- _Directive_
Format all of the lines below as a numbered list, omitting any blank lines.

___ Dataset extract ___

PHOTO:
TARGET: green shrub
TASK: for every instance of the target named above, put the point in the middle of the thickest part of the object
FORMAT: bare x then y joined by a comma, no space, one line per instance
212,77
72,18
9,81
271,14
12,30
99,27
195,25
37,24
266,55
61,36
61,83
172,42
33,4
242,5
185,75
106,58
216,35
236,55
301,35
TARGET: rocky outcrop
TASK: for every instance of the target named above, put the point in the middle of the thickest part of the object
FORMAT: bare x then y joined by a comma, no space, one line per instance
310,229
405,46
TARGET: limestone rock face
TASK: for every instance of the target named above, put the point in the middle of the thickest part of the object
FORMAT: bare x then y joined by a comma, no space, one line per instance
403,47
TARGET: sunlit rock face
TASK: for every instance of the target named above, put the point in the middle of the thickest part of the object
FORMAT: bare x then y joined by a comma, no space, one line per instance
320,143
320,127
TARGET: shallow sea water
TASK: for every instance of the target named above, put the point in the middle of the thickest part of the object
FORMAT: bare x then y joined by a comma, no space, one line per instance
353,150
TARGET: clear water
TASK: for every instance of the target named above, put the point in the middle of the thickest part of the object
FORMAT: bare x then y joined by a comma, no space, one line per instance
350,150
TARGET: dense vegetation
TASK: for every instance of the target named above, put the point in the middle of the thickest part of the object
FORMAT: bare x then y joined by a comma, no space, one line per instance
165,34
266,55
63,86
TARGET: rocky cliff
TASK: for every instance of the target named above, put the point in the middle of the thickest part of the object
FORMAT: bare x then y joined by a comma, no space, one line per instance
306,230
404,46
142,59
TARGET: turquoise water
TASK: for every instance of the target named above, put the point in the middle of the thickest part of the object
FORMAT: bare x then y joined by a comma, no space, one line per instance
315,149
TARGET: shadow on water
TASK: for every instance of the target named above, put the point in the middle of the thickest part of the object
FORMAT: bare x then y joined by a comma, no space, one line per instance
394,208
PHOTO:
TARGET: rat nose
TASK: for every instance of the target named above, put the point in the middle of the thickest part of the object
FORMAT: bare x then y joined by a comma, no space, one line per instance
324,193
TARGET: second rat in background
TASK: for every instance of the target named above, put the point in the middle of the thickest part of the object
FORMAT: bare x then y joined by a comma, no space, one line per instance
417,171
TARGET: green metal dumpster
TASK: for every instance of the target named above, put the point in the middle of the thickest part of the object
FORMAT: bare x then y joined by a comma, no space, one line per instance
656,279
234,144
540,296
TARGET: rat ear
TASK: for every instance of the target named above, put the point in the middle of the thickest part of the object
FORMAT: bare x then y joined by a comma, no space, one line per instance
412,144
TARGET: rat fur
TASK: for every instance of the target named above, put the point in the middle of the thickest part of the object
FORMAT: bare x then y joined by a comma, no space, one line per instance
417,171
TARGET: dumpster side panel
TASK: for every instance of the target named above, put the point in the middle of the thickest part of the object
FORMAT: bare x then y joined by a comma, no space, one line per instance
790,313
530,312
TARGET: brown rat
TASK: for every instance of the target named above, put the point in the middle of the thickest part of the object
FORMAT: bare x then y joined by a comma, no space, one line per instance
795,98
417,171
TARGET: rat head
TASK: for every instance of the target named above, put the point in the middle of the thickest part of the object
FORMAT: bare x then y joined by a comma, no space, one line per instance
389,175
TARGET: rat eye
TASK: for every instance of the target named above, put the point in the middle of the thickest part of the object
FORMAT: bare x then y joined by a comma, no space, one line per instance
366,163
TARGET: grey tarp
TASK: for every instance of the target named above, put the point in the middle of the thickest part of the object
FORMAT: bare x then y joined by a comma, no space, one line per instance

___

- _Exercise solution_
1. PHOTO:
2. TARGET: green shrub
3. TASK: for every instance of the target named above, put the point in the middle of the thickest part of the object
4. FORMAT: bare x then y joined by a comma, no space, one line per instance
5. 212,77
6. 72,18
7. 9,81
8. 271,14
9. 12,30
10. 99,27
11. 195,25
12. 37,24
13. 266,55
14. 61,36
15. 61,83
16. 172,42
17. 33,4
18. 242,5
19. 185,75
20. 106,58
21. 216,35
22. 236,55
23. 301,35
24. TARGET: rocky outcrop
25. TASK: for every instance of the target named above, put the point in the middle of the thickest part of the object
26. FORMAT: bare x then y joined by a comma, no space, one line per instance
27. 310,229
28. 405,46
29. TARGET: limestone rock face
30. TASK: for every instance of the target named above, put the point in the middle of the thickest part of the object
31. FORMAT: bare x then y joined by a comma, no space, one line per instance
32. 403,47
33. TARGET: sunlit rock face
34. TASK: for every instance of the target named above, put the point in the middle of the thickest part of the object
35. FORMAT: bare x then y joined by a comma, no space, one line per instance
36. 320,143
37. 320,127
38. TARGET: shallow sea water
39. TASK: for every instance of the target named above, put the point in the middle of the thickest part of the object
40. FORMAT: bare x then y joined by a comma, no space, one line per instance
41. 353,150
42. TARGET: clear water
43. TASK: for every instance of the target named above, put the point in the middle of the thickest part of the object
44. FORMAT: bare x then y joined by a comma, no space, one line per instance
45. 350,150
46. TARGET: dense vegetation
47. TASK: for every instance of the target named above, put the point in the middle of the thickest part of the object
48. FORMAT: bare x then y joined by a comma, no space, one line per instance
49. 165,34
50. 266,55
51. 63,86
52. TARGET: rocky cliff
53. TASK: for every instance of the target named above, put the point in the middle of the thickest part of the object
54. FORMAT: bare x then y joined by a comma, no space, one line per instance
55. 306,230
56. 404,46
57. 142,59
58. TARGET: turquoise water
59. TASK: for every instance of the target named above, put the point in the middle of the thickest part of the object
60. FORMAT: bare x then y joined by a comma, no space, one line per instance
61. 315,149
62. TARGET: shadow on water
63. TASK: for every instance of the target named above, put the point in the middle of the thickest part of the object
64. FORMAT: bare x then y joined by a comma, no space, one line per instance
65. 394,208
66. PHOTO:
67. TARGET: rat nose
68. TASK: for every instance of the target named above, put the point in the middle of the thickest part of the object
69. FORMAT: bare x then y joined by a comma, no space, one line per instance
70. 324,193
71. TARGET: second rat in background
72. TASK: for every instance of the target named above, put the point in the middle of the thickest part of the object
73. FORMAT: bare x then y joined by a comma, no space, one line per instance
74. 417,171
75. TARGET: green metal dumpster
76. TASK: for every instance of the target named above, put the point in the middle of the thickest part of the object
77. FORMAT: bare x then y joined by a comma, no space, one line per instance
78. 656,279
79. 234,144
80. 540,296
81. TARGET: rat ear
82. TASK: for every instance of the target named above, put the point in the middle of the thickest part of the object
83. FORMAT: bare x then y joined by a comma, no space, one line per instance
84. 412,144
85. TARGET: rat fur
86. TASK: for every instance of the target named above, put the point in the middle of the thickest part of the object
87. FORMAT: bare x then y joined by a comma, no space, one line per instance
88. 417,171
89. TARGET: dumpster side panel
90. TASK: for every instance of the target named above, put the point in the middle of the thickest part of the object
91. FORMAT: bare x then y joined by a comma, no space, one line per instance
92. 790,313
93. 530,312
94. TARGET: brown rat
95. TASK: for every instance of the target named above, put the point in the middle of the thickest part of the object
96. FORMAT: bare x then y joined by a comma, no space, one line per instance
97. 795,98
98. 417,171
99. TARGET: rat head
100. TASK: for every instance of the target named above, put the point in the middle of the thickest part of the object
101. FORMAT: bare x then y joined by a comma, no space, one line per instance
102. 389,175
103. TARGET: rat eye
104. TASK: for every instance of the target named above, put the point in the middle of the thickest part of the object
105. FORMAT: bare x then y joined by a comma, no space, one line per instance
106. 366,163
107. TARGET: grey tarp
108. TASK: for every instance of the target named above, put the point in the middle of the thickest part of the object
109. FORMAT: bare x then y joined by a comma, no space, one line per instance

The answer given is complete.